━━━━━ Trecho citado ━━━━━

20.8.13

Flores Raras

Há quase 20 anos, fui “apresentado” por um amigo à poeta americana Elizabeth Bishop através do livro “Flores Raras e Banalíssimas”, de Carmem Oliveira. Até então, jamais ouvira falar de Bishop ou da sua companheira, a brasileira Lota Soares ou sequer imaginava que no Rio de Janeiro dos anos 50 duas mulheres tão importantes para a poesia e a arquitetura pudessem ter vivido uma relação de amor tão intensa por quase duas décadas.

A partir da leitura do livro, fiquei fã de ambas. Em seguida, comprei o livro “Uma Arte”, em que a Cia das Letras publicava, em mais de 700 páginas, parte da enorme correspondência da poeta. São registros preciosos e precisos da visão de uma estrangeira sensível do Brasil dos anos 50 e 60, período em que Elizabeth Bishop viveu por aqui, entre Rio de Janeiro e Ouro Preto. Li as sete centenas de páginas como se estivesse recebendo as cartas de uma amiga, pois passei a admirar enormemente aquela mulher que ganhou todos os maiores prêmios da literatura americana, incluindo o prestigiado Pulitzer. Quando a atriz Regina Braga encenou o monólogo Um Porto Para Elizabeth Bishop, lá estava eu nas primeiras fileiras do TCA para reverenciá-la.

━━━━━ Linhas ━━━━━

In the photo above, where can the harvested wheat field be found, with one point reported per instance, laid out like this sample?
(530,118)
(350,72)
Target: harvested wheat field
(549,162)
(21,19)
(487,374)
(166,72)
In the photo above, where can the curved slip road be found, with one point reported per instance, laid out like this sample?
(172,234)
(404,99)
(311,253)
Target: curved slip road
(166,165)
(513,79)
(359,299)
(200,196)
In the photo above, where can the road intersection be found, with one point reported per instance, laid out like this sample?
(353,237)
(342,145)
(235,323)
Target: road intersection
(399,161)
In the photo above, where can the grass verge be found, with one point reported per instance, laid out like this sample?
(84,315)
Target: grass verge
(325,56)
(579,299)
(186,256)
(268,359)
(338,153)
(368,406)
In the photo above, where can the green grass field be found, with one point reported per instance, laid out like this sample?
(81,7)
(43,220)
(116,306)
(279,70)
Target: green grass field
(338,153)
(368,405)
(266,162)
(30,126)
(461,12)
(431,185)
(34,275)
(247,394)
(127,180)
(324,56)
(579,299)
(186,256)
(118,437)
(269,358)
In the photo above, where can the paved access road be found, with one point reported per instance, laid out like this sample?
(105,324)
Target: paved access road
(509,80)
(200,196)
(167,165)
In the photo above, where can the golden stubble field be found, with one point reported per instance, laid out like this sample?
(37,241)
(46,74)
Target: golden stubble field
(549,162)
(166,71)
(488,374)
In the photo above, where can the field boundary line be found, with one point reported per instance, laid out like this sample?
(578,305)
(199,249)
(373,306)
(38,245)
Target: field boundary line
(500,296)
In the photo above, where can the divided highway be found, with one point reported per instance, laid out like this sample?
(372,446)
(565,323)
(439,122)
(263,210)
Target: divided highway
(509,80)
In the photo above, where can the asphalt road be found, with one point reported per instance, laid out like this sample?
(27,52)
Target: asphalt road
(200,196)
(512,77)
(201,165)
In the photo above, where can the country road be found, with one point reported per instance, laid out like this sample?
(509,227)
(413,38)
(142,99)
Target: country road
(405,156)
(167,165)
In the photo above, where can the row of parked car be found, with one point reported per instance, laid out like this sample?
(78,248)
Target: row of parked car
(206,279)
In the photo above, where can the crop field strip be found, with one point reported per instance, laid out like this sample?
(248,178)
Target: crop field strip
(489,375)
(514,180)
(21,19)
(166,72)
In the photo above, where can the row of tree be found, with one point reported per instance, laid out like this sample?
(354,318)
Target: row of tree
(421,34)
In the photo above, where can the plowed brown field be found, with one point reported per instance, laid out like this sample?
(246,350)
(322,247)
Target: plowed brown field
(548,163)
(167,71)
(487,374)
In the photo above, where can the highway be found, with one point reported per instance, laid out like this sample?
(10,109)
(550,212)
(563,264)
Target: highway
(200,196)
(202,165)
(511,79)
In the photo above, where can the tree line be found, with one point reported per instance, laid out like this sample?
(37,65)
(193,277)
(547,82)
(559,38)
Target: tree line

━━━━━

Instruções do exercício –
1 > Que editora publicou o livro “Uma Arte”, segundo o texto sobre Elizabeth Bishop?
2 > Escreva a continuação do texto sobre Elizabeth Bishop, começando logo depois da última frase.

Respostas em ordem –
1 > A Cia das Letras.

2 >
Todos esses longos parágrafos introdutórios são para explicar porque aguardei por quase 20 anos que alguém filmasse essa belíssima história, levando para mais pessoas a vida dessas duas mulheres já que o Brasil não lhes dá o devido valor. Uma mulher extremamente forte, Lota, e outra incrivelmente frágil, Elizabeth, ambas vivendo no auge das suas potencialidades, crescendo juntas graças ao seu amor.

O pouco conhecimento no Brasil sobre ambas se deve, provavelmente, ao fato de Lota ser mais conhecida (e talvez nem tanto quanto mereceria) no Rio de Janeiro, por ter sido a idealizadora, realizadora e defensora do impressionante Parque do Aterro do Flamengo; e por Bishop ser mais conhecida por quem gosta de poesia.

O diretor Bruno Barreto, com seu filme: Flores Raras, traz a história de amor das duas mulheres para um público maior, já que livro e poesia, urbanismo e teatro não são tão populares no Brasil quanto cinema.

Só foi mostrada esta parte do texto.